━━ GIVEN INFORMATION ━━
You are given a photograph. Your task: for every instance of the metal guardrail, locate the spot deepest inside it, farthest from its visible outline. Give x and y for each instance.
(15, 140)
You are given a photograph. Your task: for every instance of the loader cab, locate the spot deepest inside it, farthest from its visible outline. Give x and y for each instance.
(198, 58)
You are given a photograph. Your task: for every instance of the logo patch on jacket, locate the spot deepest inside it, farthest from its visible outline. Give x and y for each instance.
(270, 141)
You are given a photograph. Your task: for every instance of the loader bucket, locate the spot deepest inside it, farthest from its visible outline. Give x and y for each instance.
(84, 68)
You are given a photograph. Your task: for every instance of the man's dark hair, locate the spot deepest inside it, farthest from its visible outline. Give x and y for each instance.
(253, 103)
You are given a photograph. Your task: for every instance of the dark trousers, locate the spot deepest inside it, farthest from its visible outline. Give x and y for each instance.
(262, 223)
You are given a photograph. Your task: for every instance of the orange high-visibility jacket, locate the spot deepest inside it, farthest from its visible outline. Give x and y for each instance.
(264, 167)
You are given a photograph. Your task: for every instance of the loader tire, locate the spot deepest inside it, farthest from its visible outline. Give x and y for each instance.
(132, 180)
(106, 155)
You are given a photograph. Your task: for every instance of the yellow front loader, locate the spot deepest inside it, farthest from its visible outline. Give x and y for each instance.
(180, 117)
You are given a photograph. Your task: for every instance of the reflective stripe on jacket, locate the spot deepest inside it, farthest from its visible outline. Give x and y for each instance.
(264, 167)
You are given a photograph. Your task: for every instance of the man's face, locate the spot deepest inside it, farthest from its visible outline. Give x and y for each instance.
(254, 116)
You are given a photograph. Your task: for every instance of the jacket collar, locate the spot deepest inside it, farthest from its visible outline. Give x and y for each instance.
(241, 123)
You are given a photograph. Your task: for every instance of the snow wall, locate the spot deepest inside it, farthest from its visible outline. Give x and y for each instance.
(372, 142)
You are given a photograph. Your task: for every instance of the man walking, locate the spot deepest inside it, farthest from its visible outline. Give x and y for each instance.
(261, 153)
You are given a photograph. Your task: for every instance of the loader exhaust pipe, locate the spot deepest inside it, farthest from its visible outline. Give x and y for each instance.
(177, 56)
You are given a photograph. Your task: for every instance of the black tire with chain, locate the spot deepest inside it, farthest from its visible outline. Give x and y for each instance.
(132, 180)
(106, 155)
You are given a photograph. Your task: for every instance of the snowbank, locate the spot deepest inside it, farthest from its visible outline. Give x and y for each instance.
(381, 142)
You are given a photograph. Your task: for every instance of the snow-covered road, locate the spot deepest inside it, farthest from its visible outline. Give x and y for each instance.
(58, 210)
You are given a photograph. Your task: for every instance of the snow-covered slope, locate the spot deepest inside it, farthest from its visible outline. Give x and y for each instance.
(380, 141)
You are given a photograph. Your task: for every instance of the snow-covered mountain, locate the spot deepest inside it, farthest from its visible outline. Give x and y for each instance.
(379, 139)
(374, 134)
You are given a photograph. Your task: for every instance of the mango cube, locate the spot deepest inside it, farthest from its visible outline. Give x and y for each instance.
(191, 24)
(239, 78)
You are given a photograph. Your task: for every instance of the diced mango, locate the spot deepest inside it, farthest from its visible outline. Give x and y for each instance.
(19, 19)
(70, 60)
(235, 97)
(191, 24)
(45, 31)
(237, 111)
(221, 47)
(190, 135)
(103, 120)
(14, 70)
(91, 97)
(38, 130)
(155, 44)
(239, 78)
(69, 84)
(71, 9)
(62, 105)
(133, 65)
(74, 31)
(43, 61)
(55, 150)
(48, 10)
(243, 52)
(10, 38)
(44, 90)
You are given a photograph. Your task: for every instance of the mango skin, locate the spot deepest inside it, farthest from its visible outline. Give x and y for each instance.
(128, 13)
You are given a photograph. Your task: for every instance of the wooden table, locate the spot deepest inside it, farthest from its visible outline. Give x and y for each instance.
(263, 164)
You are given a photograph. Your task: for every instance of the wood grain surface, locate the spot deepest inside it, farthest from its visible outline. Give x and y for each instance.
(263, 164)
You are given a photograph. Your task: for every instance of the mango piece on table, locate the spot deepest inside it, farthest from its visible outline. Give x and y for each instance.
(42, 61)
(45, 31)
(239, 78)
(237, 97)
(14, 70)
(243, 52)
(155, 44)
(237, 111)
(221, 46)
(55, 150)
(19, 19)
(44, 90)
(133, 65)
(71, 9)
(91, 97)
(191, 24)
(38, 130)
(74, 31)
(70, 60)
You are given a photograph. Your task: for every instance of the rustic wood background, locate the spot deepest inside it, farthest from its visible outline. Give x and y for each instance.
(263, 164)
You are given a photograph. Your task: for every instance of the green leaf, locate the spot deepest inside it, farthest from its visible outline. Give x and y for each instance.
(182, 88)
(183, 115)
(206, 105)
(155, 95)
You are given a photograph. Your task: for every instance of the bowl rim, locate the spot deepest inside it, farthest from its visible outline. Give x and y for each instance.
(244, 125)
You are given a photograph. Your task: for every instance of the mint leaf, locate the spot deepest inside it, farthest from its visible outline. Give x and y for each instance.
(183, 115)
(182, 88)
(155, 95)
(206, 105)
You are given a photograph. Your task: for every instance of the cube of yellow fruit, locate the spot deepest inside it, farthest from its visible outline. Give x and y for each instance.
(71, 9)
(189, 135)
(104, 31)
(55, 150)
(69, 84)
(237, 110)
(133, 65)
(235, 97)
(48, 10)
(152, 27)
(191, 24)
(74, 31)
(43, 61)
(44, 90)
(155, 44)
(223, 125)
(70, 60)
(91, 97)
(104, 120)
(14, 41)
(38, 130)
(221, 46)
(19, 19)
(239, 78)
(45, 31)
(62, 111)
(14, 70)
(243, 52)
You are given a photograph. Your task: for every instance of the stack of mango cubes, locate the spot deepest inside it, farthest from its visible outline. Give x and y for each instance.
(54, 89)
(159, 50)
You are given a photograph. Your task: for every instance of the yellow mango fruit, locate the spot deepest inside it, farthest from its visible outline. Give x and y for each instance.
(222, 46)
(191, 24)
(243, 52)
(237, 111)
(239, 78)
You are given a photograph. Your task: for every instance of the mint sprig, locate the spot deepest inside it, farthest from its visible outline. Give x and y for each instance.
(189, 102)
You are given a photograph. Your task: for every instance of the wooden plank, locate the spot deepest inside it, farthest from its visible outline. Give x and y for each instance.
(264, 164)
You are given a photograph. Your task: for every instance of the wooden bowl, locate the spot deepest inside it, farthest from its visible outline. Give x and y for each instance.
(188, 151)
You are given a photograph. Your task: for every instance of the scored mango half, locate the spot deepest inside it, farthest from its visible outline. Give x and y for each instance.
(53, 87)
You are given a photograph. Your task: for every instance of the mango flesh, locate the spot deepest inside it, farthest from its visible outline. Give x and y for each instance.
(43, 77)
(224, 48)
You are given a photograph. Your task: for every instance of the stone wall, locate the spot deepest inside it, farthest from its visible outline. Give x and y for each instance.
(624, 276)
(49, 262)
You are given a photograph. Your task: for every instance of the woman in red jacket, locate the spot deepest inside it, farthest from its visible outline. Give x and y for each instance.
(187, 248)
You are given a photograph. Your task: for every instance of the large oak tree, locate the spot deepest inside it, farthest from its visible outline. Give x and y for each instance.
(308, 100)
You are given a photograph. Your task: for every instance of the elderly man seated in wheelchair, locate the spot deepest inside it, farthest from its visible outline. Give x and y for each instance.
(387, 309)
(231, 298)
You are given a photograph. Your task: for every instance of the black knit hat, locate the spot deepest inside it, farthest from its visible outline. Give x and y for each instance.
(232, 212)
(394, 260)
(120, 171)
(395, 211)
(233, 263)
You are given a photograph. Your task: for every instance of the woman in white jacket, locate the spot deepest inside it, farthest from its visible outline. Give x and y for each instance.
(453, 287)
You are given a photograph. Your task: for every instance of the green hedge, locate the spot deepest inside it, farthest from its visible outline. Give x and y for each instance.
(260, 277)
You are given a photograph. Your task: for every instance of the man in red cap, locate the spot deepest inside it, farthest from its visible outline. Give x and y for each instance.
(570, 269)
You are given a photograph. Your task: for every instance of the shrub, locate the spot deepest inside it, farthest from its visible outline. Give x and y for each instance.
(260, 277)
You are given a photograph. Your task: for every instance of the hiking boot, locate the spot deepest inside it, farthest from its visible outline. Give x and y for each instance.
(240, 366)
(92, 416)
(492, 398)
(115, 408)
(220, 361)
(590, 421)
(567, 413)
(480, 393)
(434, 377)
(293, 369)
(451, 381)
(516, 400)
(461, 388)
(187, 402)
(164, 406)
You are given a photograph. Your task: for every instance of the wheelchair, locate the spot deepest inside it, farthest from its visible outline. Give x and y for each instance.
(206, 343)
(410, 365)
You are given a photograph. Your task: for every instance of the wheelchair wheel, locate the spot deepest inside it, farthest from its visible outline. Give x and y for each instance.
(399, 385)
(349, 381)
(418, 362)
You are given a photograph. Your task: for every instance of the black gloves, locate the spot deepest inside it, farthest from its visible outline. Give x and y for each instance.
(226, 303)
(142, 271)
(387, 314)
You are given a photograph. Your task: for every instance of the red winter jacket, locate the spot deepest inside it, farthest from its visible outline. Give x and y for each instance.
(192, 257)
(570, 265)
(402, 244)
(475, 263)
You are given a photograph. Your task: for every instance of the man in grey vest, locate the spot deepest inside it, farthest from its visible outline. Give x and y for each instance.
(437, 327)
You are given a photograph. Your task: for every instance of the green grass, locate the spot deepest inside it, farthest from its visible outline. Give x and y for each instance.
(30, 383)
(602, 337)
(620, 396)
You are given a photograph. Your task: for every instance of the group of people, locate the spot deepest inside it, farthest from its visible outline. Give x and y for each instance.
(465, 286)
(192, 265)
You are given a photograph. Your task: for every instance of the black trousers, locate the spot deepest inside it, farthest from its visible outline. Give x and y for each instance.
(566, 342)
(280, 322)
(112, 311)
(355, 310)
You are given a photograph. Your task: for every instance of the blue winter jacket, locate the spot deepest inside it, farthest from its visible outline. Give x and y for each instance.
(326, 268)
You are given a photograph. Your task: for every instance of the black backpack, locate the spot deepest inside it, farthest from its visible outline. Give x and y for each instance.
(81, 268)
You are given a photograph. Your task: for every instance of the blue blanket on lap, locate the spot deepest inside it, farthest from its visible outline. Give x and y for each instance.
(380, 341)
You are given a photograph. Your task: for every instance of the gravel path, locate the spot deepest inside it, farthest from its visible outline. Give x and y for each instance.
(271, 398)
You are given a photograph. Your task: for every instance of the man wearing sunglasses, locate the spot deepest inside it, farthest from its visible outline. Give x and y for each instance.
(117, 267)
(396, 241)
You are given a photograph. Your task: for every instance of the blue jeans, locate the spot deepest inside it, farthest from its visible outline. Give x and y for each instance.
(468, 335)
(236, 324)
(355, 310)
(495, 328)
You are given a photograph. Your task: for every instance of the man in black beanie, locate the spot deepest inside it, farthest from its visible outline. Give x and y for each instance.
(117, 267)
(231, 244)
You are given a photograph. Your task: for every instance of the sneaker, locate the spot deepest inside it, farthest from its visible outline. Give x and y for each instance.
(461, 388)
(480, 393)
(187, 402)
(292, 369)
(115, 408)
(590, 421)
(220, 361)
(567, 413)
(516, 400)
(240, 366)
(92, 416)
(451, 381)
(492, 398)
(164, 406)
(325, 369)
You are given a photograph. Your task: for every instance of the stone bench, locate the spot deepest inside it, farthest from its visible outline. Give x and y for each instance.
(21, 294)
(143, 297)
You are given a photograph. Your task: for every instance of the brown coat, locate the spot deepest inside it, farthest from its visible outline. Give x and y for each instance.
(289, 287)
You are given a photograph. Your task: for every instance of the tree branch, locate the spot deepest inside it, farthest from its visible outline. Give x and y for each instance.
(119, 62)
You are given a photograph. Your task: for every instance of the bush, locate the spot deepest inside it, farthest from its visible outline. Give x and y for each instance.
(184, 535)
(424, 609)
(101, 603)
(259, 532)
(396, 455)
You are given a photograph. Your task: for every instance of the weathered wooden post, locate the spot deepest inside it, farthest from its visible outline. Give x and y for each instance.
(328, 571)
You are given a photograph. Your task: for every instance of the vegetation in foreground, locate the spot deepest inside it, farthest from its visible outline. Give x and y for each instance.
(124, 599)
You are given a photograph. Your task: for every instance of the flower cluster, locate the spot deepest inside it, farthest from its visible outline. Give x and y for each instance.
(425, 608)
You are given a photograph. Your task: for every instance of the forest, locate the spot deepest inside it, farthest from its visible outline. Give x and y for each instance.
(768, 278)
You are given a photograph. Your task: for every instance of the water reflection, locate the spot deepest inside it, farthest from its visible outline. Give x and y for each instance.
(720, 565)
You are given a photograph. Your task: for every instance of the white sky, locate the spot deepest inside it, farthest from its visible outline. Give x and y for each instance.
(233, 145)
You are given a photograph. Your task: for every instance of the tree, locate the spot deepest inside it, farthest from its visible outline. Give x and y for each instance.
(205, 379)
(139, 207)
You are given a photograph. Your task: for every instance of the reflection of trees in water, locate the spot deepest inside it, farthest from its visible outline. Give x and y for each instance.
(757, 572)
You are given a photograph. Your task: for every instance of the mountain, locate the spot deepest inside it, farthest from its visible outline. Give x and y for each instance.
━━━
[WHAT IS REQUIRED]
Write out the lines above, starting at the line that contains "of the weathered" and ending with the final line, and nothing else; copy them exactly.

[EXERCISE SOLUTION]
You are given a photograph. Your task: for every instance of the weathered wooden post, locate the spot deepest inside it, farthest from its visible outline. Give x and y for each instance.
(328, 571)
You are given a photograph. Your task: for every instance of the vegetation in foreground, locate the spot deepest inside it, farthest from its visible outline. Give x and y for each instance.
(124, 599)
You are given a photograph. Your task: for every instance of the flower cluster, locate the spot deepest inside it, farthest from its visible outline. Give x and y for each instance.
(425, 608)
You are given a photograph. Your task: for every instance of the forest, locate the spot deepest inside it, farthest from its visible outline. Give x and y for each instance.
(768, 278)
You are given a photograph. Your task: for every instance of the water reflection, locate the spot deepest inside it, farthest from its visible outline. Give x and y for each instance.
(720, 565)
You are given a photograph. Your task: for every instance of the white sky, locate the spot deepest inside it, farthest from its visible outline. Give x and y for each instance.
(233, 145)
You are given a photograph. Your task: for every instance of the tree, locate the spot deepest inside it, farthest from its visible outline. Give x and y for each instance.
(205, 379)
(139, 207)
You are given a photograph. Your task: for every instance of the reflection of trees in water, locate the spot deepest inside it, farthest from its visible outline. Give x and y for each instance.
(757, 572)
You are given a photograph. Your task: for every instance of the mountain, locate the spot deepest inside it, farthest from its visible outline. Give x and y for each instance.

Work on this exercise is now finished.